▶ [Task directions]
Nothing but the lines from the one containing "Query: soccer player" to the end of the records below should be output, each exactly as written.

==== Provided information ====

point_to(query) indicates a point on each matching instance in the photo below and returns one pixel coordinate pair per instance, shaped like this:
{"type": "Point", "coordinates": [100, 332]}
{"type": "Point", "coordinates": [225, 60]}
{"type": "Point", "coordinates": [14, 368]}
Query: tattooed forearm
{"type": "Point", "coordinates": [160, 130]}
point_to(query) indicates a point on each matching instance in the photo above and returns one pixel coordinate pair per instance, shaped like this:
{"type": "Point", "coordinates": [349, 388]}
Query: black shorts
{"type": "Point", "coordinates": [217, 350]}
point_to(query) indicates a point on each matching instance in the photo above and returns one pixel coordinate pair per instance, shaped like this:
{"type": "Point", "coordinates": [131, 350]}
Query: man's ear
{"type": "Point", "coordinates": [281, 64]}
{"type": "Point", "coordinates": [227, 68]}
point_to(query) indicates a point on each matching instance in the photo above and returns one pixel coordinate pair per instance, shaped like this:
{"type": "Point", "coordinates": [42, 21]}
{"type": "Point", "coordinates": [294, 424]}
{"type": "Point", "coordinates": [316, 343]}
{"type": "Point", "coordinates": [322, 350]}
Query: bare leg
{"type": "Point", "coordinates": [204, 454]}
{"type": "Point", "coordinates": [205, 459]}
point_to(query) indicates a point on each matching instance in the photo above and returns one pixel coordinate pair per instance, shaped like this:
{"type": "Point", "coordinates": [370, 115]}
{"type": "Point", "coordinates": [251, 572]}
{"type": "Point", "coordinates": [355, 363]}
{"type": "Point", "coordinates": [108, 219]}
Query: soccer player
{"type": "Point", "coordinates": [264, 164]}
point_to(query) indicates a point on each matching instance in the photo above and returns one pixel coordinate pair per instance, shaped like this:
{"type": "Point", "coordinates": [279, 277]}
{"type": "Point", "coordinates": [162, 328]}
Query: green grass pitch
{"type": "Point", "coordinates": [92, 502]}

====

▶ [Task response]
Query: soccer player
{"type": "Point", "coordinates": [264, 164]}
point_to(query) indicates a point on each matching instance in the photo above and returns one pixel coordinate pair per instance, shaped like this:
{"type": "Point", "coordinates": [279, 277]}
{"type": "Point", "coordinates": [162, 328]}
Query: green grass pitch
{"type": "Point", "coordinates": [92, 502]}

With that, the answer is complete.